SOURCE:
** START **

# Limit of abc-formula for a->0

1. Jul 20, 2004

### suyver

I was wondering someting that is so simple that it baffled me...

When I have the equation
$$a x^2+b x+c=0$$
this obviously has the solutions
$$x=\frac{-b\pm\sqrt{b^2-4ac}}{2a}$$

And when I have the equation
$$b x+c=0$$
this has the solution
$$x=\frac{-c}{b}$$

My problem now is the limiting case $a\rightarrow 0$ in the upper situation:
$$\lim_{a\rightarrow 0}\frac{-b\pm\sqrt{b^2-4ac}}{2a}\rightarrow -\infty\neq\frac{-c}{b}$$

So what's wrong here? Why does this limit not exist?

2. Jul 20, 2004

### Galileo

The limit does exist.

$$\frac{-b+\sqrt{b^2-4ac}}{2a}=\frac{-b+\sqrt{b^2-4ac}}{2a}\cdot \frac{-b-\sqrt{b^2-4ac}}{-b-\sqrt{b^2-4ac}}=$$
$$\frac{b^2-(b^2-4ac)}{2a(-b-\sqrt{b^2-4ac})}=\frac{2c}{-b-\sqrt{b^2-4ac}}$$

which goes to $$\frac{-c}{b}$$ when a goes to zero. The same goes for the other square root.

Last edited: Jul 20, 2004
3. Jul 20, 2004

### suyver

But for the other root, I get:

$$\frac{-b-\sqrt{b^2-4ac}}{2a}=\frac{-b-\sqrt{b^2-4ac}}{2a}\cdot \frac{-b+\sqrt{b^2-4ac}}{-b+\sqrt{b^2-4ac}}=$$

$$\frac{b^2-(b^2-4ac)}{2a(-b+\sqrt{b^2-4ac})}=\frac{2c}{-b+\sqrt{b^2-4ac}}$$

which seems ok... but I don't think it is! After all, I multiply by

$$\frac{-b+\sqrt{b^2-4ac}}{-b+\sqrt{b^2-4ac}}$$

which is $0/0$ in the case when $a\rightarrow 0$, and that's not allowed

So I don't think you can do this:

$$x=\frac{-b\pm\sqrt{b^2-4ac}}{2a} \rightarrow \frac{2c}{-b\mp \sqrt{b^2-4ac}}$$

Right?

** END **

EXTRACTED ENTRIES:
** START **

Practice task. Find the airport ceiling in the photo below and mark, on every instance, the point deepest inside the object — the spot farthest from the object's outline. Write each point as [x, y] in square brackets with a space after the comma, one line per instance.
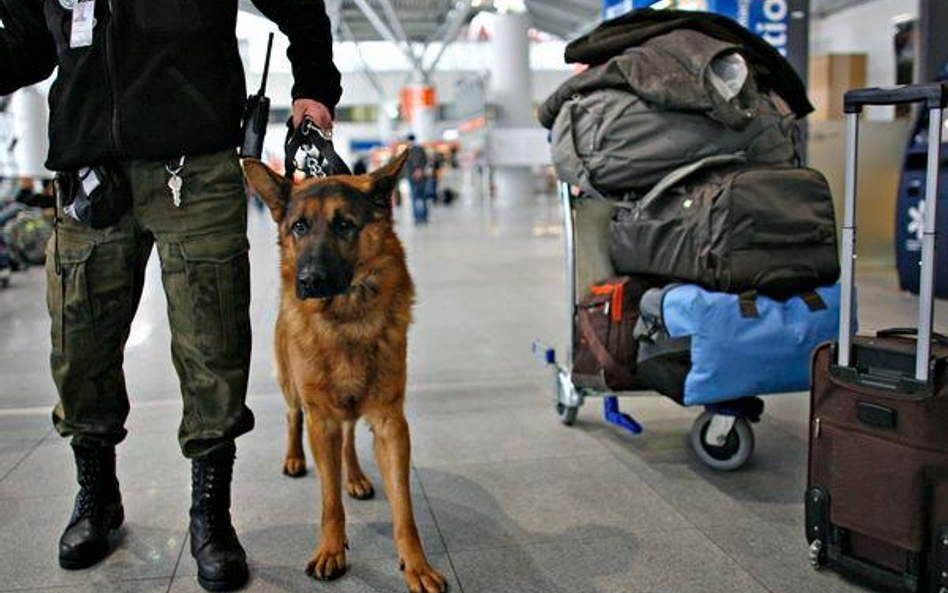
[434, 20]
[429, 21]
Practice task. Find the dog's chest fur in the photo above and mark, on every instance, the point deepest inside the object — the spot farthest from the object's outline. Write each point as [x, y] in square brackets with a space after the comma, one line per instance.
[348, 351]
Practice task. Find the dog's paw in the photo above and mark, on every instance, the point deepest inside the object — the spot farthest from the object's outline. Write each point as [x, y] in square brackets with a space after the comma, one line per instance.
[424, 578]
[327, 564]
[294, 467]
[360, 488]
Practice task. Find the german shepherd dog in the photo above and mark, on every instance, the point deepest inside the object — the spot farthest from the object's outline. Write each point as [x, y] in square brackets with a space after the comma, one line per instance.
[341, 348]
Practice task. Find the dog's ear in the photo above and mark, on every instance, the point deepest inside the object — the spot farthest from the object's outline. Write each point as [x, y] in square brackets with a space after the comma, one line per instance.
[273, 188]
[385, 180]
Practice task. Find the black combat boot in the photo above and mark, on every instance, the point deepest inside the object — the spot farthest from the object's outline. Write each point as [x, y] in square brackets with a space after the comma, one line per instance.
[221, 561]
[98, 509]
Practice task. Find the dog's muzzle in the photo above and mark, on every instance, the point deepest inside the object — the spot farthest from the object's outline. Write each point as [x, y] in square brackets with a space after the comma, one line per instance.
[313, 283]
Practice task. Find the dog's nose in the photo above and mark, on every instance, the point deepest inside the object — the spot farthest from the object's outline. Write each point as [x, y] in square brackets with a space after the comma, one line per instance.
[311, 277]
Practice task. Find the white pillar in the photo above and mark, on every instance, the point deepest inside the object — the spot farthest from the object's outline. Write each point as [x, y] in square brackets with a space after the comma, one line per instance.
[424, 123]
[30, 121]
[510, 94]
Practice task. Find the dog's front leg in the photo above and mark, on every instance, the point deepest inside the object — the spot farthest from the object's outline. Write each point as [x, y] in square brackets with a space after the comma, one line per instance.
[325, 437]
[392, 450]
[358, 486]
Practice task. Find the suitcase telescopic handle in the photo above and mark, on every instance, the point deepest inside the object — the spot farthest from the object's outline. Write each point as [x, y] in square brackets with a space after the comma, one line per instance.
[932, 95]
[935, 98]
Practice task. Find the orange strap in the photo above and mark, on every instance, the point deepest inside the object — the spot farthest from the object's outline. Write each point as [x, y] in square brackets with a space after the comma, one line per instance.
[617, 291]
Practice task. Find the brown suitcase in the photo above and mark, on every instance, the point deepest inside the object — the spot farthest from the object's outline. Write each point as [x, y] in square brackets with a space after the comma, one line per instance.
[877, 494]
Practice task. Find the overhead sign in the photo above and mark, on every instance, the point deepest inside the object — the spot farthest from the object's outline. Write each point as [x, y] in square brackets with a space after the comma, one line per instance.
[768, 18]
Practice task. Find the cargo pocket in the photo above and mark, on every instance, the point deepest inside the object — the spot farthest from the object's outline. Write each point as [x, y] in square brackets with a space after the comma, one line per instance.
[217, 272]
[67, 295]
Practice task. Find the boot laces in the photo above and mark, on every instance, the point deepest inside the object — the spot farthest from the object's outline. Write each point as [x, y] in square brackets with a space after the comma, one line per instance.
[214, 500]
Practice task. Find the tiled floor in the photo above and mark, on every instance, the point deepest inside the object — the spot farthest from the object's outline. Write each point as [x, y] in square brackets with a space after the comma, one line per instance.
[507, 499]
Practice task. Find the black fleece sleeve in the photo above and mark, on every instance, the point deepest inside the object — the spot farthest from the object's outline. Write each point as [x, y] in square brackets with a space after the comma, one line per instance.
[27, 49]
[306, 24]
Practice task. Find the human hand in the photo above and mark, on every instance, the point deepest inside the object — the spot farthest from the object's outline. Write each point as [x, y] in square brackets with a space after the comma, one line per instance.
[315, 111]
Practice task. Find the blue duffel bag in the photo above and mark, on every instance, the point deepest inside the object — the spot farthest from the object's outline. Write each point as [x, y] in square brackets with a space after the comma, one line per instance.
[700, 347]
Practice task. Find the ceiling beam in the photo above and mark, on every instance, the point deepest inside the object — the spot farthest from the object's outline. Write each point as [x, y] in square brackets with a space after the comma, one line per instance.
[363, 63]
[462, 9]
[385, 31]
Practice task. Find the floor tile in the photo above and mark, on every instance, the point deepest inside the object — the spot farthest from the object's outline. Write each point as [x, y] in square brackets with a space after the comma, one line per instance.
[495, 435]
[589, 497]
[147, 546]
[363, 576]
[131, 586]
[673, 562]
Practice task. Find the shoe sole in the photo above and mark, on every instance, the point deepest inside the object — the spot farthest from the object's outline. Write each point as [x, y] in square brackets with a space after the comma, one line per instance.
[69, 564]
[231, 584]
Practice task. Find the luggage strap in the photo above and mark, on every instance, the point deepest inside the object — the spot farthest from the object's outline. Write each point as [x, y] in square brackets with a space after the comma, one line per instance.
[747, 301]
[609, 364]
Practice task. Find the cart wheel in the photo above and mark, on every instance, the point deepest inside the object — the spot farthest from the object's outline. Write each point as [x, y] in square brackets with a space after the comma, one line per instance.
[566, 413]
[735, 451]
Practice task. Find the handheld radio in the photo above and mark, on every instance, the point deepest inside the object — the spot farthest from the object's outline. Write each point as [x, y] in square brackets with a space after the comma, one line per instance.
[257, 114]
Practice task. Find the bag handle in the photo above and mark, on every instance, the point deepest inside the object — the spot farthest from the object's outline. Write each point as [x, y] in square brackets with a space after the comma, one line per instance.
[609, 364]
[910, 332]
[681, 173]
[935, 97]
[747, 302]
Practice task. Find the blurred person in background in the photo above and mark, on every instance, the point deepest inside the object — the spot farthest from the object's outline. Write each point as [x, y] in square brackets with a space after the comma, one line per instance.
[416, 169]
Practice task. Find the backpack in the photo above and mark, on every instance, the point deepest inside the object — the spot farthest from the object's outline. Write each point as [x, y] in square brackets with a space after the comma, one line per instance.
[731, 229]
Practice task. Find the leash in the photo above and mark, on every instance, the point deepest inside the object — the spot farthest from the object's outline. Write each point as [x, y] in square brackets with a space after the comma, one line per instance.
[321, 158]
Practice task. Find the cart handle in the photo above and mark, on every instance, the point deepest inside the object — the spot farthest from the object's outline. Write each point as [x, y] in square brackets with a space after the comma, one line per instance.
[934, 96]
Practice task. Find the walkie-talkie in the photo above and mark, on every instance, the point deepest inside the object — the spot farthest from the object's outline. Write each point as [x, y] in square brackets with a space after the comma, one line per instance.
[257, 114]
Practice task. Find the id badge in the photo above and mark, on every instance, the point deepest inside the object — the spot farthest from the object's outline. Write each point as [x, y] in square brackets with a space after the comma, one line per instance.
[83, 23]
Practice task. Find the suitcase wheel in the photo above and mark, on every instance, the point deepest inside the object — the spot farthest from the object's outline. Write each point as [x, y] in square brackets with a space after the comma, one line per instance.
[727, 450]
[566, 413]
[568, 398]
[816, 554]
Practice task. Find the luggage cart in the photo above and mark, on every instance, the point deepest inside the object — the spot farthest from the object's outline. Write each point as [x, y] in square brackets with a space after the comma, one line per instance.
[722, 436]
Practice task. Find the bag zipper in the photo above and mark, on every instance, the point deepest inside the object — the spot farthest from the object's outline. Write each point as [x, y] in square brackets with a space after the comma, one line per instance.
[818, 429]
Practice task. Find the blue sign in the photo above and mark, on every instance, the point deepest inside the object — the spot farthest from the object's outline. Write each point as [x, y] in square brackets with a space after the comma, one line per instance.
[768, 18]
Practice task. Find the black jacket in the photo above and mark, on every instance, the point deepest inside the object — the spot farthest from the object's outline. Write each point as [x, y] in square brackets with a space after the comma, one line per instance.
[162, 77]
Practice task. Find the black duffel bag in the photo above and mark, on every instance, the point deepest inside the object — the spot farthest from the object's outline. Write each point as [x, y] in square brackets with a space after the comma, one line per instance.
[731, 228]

** END **

EXERCISE INSTRUCTIONS:
1) Give the username of each post's author in the quadratic-formula thread, in the order the posts appear.
2) Translate this sentence from the quadratic-formula thread into French: "The limit does exist."
3) In the third post of the quadratic-formula thread, what does the poster say the multiplying fraction becomes when a goes to 0?
The entries have no connection to the quadratic-formula thread.

TASK-BY-TASK RESULTS:
1) suyver, Galileo, suyver

2) La limite existe bel et bien.

3) It becomes 0/0, which the poster says is not allowed.